*Task brief*
Your task is to return the line containing "Target: white car" plus every line after it, exactly and with nothing added.

(Object position labeling entries)
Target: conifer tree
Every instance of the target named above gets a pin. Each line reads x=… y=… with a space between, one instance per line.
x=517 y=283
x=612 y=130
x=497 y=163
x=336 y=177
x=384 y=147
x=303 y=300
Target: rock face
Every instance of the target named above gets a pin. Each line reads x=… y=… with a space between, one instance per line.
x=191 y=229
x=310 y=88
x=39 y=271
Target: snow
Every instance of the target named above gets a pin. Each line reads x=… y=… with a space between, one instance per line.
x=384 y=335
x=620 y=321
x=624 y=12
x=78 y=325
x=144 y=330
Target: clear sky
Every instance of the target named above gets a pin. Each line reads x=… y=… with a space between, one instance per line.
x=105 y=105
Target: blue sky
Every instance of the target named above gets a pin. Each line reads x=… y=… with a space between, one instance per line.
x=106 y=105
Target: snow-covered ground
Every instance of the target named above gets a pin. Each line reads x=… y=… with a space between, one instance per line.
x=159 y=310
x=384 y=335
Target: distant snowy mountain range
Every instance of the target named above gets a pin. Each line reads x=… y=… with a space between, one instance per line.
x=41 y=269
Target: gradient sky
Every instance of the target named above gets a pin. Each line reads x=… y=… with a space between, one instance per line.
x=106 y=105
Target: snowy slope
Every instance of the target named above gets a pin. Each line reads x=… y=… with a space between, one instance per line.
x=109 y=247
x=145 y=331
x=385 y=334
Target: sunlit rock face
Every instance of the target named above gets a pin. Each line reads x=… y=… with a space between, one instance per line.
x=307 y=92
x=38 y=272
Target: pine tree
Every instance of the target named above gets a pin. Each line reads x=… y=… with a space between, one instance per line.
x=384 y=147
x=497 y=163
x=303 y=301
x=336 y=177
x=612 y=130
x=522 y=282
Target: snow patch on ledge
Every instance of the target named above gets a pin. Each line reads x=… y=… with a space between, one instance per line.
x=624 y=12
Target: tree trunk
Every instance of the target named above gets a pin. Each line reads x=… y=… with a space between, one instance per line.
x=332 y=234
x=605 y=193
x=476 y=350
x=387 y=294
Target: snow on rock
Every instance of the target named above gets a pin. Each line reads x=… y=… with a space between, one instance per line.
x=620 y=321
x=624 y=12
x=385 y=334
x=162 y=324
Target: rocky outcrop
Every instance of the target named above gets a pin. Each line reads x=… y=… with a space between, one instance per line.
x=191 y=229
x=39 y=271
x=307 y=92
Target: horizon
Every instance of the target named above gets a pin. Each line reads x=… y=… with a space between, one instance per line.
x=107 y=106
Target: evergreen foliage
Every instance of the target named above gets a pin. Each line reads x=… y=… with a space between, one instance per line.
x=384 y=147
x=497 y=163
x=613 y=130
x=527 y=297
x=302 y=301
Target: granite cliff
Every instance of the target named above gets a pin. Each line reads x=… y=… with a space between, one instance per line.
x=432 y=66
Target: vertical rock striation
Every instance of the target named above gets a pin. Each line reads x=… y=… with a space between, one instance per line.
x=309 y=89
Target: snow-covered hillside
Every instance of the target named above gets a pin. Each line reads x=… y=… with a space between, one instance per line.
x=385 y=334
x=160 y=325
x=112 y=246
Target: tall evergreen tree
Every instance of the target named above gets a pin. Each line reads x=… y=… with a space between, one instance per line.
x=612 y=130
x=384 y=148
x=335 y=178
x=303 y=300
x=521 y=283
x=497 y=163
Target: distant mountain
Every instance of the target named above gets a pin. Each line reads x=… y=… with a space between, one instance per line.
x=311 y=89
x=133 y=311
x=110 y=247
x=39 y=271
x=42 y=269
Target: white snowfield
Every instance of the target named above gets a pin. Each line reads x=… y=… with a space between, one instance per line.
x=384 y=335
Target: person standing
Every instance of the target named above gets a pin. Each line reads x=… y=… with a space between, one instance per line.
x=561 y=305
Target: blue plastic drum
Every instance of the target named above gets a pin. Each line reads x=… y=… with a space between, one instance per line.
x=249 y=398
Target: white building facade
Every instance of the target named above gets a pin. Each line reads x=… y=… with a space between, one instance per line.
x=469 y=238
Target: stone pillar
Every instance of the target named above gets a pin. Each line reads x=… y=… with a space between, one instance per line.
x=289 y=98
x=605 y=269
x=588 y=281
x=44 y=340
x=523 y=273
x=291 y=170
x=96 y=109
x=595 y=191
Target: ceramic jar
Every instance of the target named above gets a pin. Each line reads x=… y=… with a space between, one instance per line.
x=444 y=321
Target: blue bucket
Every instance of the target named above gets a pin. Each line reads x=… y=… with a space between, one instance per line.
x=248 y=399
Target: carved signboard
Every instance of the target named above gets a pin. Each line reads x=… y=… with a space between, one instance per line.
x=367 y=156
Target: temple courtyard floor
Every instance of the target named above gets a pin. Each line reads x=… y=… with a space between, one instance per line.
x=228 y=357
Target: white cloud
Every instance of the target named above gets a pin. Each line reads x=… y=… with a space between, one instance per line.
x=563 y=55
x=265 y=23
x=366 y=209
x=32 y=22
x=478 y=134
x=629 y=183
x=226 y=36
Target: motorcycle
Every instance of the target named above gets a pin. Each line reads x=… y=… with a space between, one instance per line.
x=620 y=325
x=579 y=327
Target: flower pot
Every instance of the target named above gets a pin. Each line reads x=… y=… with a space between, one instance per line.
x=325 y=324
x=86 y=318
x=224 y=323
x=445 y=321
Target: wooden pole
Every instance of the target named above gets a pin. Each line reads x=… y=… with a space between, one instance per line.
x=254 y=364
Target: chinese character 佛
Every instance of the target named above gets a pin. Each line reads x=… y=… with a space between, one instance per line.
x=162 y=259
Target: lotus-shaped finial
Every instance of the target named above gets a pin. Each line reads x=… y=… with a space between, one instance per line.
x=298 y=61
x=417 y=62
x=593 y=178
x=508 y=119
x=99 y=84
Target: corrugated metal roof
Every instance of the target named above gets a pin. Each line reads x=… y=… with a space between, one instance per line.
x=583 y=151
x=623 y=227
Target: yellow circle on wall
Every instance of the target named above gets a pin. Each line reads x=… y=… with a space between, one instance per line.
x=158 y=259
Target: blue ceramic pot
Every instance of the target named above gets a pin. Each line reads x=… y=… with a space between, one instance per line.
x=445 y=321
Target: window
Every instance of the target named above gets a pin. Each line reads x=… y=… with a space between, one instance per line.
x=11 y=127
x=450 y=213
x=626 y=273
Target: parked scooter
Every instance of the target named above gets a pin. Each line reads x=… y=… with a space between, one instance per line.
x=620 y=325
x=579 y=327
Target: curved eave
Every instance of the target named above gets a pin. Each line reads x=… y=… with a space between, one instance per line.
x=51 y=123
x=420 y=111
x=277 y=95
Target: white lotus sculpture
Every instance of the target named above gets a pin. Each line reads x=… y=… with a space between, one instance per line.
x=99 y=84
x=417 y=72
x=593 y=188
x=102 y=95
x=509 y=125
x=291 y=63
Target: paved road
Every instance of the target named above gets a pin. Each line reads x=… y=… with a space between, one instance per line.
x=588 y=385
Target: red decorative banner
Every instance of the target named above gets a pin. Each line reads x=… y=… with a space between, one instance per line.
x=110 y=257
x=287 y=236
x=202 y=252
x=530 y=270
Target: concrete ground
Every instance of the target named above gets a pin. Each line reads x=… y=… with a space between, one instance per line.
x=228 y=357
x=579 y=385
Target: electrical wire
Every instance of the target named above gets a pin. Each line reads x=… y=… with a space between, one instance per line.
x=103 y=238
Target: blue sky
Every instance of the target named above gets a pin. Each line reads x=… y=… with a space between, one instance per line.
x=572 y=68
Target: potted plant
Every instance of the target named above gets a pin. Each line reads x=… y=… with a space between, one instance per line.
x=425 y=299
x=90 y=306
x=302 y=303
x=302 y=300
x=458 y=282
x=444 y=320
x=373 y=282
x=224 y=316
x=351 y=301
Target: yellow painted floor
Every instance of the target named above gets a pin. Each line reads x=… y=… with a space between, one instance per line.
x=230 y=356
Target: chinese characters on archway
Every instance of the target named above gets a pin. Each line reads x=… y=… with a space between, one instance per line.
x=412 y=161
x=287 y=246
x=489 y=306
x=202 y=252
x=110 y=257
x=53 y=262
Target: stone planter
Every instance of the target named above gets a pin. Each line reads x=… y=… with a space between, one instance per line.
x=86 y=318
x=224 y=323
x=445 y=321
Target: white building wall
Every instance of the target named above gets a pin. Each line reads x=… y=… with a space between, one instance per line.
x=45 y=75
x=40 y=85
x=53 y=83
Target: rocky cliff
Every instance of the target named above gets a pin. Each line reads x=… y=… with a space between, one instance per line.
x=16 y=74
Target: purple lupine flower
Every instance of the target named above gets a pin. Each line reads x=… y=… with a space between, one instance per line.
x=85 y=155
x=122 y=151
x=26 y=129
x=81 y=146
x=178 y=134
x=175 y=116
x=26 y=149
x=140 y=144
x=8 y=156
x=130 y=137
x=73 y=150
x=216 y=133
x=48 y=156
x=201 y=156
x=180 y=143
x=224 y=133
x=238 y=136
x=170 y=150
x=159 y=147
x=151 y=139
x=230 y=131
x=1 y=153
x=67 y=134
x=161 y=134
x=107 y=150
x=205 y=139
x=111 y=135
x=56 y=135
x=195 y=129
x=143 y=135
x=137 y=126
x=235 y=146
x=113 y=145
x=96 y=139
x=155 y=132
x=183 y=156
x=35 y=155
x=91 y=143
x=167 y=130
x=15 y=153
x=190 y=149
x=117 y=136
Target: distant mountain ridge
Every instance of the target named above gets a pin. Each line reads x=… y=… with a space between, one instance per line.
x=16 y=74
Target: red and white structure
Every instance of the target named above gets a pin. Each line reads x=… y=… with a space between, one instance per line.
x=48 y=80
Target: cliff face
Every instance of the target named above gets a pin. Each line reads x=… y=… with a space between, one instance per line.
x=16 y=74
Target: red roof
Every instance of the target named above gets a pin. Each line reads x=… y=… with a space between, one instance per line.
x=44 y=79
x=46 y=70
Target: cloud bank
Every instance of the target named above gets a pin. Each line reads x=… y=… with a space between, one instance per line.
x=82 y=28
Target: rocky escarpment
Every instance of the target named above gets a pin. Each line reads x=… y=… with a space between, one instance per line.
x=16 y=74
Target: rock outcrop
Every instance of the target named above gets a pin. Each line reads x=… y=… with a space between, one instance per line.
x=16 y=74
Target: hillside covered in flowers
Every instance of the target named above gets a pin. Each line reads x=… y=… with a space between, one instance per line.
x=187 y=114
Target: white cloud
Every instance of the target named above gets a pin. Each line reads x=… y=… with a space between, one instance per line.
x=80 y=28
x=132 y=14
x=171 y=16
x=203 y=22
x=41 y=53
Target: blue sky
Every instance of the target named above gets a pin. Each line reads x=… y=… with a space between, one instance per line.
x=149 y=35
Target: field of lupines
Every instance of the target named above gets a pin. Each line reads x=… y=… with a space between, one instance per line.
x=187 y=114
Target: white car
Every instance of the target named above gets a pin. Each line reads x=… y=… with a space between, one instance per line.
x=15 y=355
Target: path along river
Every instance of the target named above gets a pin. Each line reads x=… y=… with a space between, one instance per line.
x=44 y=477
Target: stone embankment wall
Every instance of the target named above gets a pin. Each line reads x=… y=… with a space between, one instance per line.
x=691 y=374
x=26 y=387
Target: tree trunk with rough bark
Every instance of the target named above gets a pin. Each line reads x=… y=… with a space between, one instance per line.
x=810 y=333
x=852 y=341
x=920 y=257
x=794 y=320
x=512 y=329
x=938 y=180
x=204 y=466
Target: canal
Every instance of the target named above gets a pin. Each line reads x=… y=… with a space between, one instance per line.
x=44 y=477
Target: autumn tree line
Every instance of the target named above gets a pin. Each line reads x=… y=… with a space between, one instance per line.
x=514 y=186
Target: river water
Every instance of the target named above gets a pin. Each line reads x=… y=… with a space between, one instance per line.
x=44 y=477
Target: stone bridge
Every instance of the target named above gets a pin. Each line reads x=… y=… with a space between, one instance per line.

*Answer to the exercise*
Target: white car
Every instance of the target named above gets a pin. Each line reads x=… y=… with a space between, one instance per line.
x=15 y=355
Target: path along river
Every instance of the target named above gets a pin. Each line reads x=… y=… with a space between, one instance per line.
x=44 y=477
Target: stone embankment wall
Every instance of the target named above gets a pin. Each line reads x=… y=… with a space between, one instance per line.
x=691 y=374
x=26 y=387
Target: tree trunk with rough bark
Every instance of the target named above gets a pin. Each line reads x=… y=… with a space between, one instance per line.
x=810 y=333
x=852 y=341
x=920 y=257
x=794 y=320
x=512 y=329
x=938 y=180
x=204 y=466
Target: canal
Every instance of the target named above gets a pin. Each line reads x=… y=… with a space between, one instance per line.
x=44 y=477
Target: autumn tree line
Every instance of the target named above gets a pin. Each line reads x=… y=… with a space between, one instance per line.
x=514 y=186
Target: river water
Every instance of the target named above gets a pin. Each line reads x=… y=… with a space between, one instance per line.
x=44 y=477
Target: stone bridge
Every instance of the target named above gets a pin. Each line reads x=… y=… with a space between, one instance per line.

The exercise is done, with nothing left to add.